Your objective
Reproduce nothing but the closing run of lines: the line with "the small orange" and each line that follows it to the end of the data.

Collected data entries:

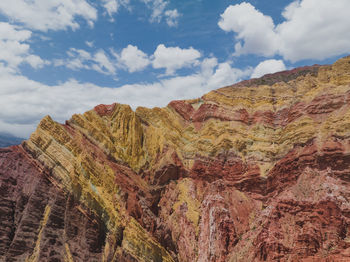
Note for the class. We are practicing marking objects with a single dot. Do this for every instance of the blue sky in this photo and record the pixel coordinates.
(61, 57)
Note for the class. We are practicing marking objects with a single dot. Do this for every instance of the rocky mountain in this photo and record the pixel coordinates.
(9, 140)
(257, 171)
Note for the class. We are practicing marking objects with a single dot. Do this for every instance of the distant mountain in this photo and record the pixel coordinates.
(9, 140)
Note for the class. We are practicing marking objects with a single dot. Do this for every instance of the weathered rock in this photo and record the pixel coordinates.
(257, 171)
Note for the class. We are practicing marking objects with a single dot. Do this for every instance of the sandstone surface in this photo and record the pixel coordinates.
(257, 171)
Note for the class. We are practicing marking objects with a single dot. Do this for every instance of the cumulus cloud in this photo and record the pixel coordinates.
(312, 29)
(46, 15)
(15, 49)
(133, 59)
(112, 6)
(160, 11)
(24, 101)
(174, 58)
(171, 17)
(252, 27)
(268, 67)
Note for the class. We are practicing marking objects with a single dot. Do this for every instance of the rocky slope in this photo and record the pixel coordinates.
(9, 140)
(258, 171)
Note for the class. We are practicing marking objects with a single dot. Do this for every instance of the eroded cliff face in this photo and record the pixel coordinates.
(258, 171)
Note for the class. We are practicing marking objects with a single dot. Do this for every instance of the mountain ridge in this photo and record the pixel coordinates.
(257, 171)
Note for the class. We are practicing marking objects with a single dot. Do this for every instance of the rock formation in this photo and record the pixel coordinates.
(257, 171)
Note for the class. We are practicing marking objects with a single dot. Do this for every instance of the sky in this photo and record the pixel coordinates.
(61, 57)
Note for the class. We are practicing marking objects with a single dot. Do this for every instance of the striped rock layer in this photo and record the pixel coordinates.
(257, 171)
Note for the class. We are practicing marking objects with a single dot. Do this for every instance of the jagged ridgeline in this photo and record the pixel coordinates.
(257, 171)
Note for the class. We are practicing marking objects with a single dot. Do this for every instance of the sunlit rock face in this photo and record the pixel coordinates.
(257, 171)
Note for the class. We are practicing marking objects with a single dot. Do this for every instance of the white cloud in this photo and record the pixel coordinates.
(133, 59)
(174, 58)
(159, 11)
(14, 47)
(251, 26)
(268, 67)
(171, 17)
(24, 102)
(112, 6)
(45, 15)
(313, 29)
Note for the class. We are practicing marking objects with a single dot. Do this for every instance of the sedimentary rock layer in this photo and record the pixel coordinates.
(257, 171)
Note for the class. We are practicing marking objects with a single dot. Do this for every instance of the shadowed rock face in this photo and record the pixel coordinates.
(258, 171)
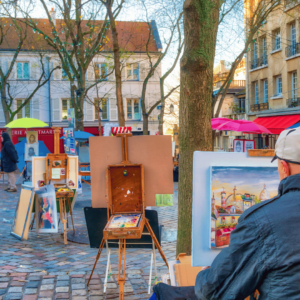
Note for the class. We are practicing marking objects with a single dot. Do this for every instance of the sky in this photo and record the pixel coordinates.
(246, 179)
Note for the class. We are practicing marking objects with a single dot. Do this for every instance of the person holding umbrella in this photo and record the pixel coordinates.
(9, 159)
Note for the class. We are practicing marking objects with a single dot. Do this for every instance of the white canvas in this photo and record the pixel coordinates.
(202, 253)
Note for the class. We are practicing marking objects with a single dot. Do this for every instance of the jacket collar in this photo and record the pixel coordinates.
(289, 183)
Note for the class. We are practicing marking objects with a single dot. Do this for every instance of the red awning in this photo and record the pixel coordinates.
(277, 124)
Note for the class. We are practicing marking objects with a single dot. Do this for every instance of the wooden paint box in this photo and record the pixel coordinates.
(125, 197)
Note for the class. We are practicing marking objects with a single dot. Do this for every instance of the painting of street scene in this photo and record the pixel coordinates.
(234, 190)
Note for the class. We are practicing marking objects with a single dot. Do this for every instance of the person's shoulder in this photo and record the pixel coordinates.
(255, 208)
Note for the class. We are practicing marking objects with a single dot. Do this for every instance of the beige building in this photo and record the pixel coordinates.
(273, 72)
(233, 106)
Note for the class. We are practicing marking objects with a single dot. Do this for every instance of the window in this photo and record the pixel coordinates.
(256, 92)
(100, 71)
(25, 111)
(104, 105)
(65, 105)
(278, 86)
(133, 109)
(294, 86)
(264, 51)
(22, 70)
(277, 40)
(266, 96)
(132, 71)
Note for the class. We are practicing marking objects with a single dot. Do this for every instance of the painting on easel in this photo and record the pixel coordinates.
(234, 190)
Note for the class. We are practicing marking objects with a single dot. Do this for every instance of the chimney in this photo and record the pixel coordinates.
(53, 15)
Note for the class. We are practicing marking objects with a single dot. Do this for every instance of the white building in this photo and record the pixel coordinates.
(51, 102)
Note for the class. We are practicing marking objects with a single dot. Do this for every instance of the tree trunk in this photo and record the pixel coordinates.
(117, 63)
(145, 124)
(200, 30)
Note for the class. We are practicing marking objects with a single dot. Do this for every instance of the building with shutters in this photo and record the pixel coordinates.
(272, 68)
(51, 102)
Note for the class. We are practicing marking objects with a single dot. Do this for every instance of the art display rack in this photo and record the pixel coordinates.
(125, 195)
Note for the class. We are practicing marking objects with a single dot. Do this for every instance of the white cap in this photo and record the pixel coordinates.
(288, 146)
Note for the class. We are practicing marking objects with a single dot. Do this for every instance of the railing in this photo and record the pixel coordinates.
(259, 106)
(292, 50)
(293, 102)
(259, 62)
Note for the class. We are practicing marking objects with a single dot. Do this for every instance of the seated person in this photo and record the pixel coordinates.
(264, 249)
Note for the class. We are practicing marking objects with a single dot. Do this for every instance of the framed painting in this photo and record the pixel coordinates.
(32, 137)
(46, 212)
(238, 145)
(234, 190)
(31, 150)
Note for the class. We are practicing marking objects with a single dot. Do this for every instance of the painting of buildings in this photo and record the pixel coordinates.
(234, 190)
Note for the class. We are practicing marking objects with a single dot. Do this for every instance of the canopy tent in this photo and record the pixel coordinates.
(277, 124)
(20, 148)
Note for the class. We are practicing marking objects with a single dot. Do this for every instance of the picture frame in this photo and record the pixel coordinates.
(32, 137)
(31, 150)
(238, 145)
(46, 210)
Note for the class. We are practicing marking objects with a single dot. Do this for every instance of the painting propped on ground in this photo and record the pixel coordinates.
(233, 190)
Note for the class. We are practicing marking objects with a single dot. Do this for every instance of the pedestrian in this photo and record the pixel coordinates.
(264, 248)
(9, 159)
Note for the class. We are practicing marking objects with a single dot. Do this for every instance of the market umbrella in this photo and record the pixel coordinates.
(243, 126)
(26, 123)
(215, 122)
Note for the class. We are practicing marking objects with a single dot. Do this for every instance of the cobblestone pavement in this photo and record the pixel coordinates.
(44, 268)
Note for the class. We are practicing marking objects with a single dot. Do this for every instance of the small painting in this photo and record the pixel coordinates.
(31, 150)
(234, 190)
(32, 137)
(46, 213)
(164, 200)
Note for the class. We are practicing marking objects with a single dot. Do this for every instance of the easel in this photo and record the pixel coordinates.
(64, 197)
(126, 235)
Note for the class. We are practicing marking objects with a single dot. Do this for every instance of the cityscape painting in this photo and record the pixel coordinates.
(234, 190)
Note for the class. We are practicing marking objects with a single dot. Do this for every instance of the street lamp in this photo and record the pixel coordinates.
(171, 108)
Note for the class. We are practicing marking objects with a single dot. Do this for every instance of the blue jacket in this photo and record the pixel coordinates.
(9, 156)
(264, 252)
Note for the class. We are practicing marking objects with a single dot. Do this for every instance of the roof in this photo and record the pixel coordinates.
(132, 36)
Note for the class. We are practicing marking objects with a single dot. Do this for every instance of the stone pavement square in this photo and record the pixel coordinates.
(43, 268)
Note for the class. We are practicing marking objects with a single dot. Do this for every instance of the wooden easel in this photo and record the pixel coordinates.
(128, 234)
(63, 197)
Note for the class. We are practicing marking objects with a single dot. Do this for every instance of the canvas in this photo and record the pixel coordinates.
(31, 150)
(234, 190)
(32, 137)
(46, 212)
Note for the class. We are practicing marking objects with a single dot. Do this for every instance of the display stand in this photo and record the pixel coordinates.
(125, 180)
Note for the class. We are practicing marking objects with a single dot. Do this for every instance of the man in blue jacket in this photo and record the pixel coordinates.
(264, 250)
(9, 159)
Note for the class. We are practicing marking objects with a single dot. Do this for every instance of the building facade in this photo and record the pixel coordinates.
(51, 102)
(273, 68)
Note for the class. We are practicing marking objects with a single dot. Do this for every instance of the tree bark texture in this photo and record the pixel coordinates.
(196, 79)
(118, 71)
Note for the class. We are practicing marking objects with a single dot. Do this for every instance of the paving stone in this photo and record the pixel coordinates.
(79, 293)
(62, 289)
(32, 284)
(30, 291)
(15, 290)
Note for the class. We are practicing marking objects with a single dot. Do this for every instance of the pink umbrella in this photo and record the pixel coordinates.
(215, 122)
(243, 126)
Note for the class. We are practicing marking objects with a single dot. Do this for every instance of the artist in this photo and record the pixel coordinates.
(264, 250)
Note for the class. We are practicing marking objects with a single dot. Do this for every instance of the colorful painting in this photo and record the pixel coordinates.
(234, 190)
(46, 213)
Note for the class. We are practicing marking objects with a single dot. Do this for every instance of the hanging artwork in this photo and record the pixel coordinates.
(31, 150)
(46, 216)
(234, 190)
(32, 137)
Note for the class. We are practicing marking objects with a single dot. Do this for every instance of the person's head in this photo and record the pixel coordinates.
(31, 151)
(287, 152)
(32, 139)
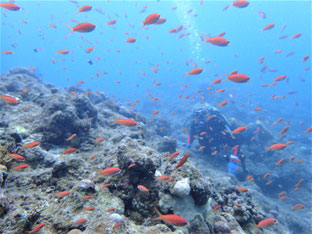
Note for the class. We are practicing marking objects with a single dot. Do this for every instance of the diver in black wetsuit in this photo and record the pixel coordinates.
(213, 131)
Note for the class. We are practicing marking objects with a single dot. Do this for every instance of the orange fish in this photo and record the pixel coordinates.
(10, 6)
(216, 208)
(296, 36)
(172, 219)
(111, 22)
(62, 51)
(99, 139)
(239, 130)
(31, 144)
(85, 8)
(308, 130)
(242, 189)
(195, 71)
(223, 103)
(280, 78)
(88, 50)
(71, 137)
(155, 113)
(238, 78)
(80, 221)
(110, 171)
(110, 209)
(182, 161)
(280, 162)
(62, 194)
(37, 228)
(9, 100)
(277, 147)
(20, 167)
(218, 41)
(266, 223)
(89, 208)
(217, 81)
(220, 90)
(83, 27)
(151, 19)
(142, 188)
(173, 155)
(298, 206)
(125, 122)
(7, 52)
(69, 151)
(268, 27)
(131, 40)
(266, 175)
(17, 157)
(163, 178)
(240, 3)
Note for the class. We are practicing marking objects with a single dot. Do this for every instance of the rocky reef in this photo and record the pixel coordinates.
(67, 191)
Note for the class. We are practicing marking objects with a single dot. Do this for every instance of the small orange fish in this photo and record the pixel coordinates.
(216, 208)
(182, 161)
(142, 188)
(20, 167)
(110, 171)
(163, 178)
(111, 209)
(91, 158)
(277, 147)
(239, 130)
(62, 194)
(80, 221)
(17, 157)
(71, 137)
(173, 155)
(69, 151)
(10, 6)
(266, 223)
(89, 208)
(223, 103)
(37, 228)
(9, 100)
(280, 162)
(99, 140)
(125, 122)
(195, 71)
(242, 189)
(116, 225)
(202, 147)
(266, 175)
(85, 8)
(298, 206)
(155, 113)
(105, 185)
(131, 40)
(172, 219)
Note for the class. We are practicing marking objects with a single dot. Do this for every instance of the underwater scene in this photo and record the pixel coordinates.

Result of this task
Note for the class. We are practicing marking objects with a single dot. Do this for every instance of the small orange fish in this photo and record the pixel coordinates.
(216, 208)
(182, 161)
(142, 188)
(20, 167)
(110, 171)
(163, 178)
(111, 209)
(91, 158)
(277, 147)
(239, 130)
(62, 194)
(80, 221)
(17, 157)
(71, 137)
(173, 155)
(69, 151)
(10, 6)
(266, 223)
(89, 208)
(223, 103)
(37, 228)
(9, 100)
(280, 162)
(99, 140)
(125, 122)
(195, 71)
(242, 189)
(116, 225)
(202, 147)
(266, 175)
(85, 8)
(298, 206)
(155, 113)
(105, 185)
(131, 40)
(172, 219)
Note for the class. We are practicing marking objects with a single dot. Do this for every instance of the underwater scene in this photo and record the pixel coordinates.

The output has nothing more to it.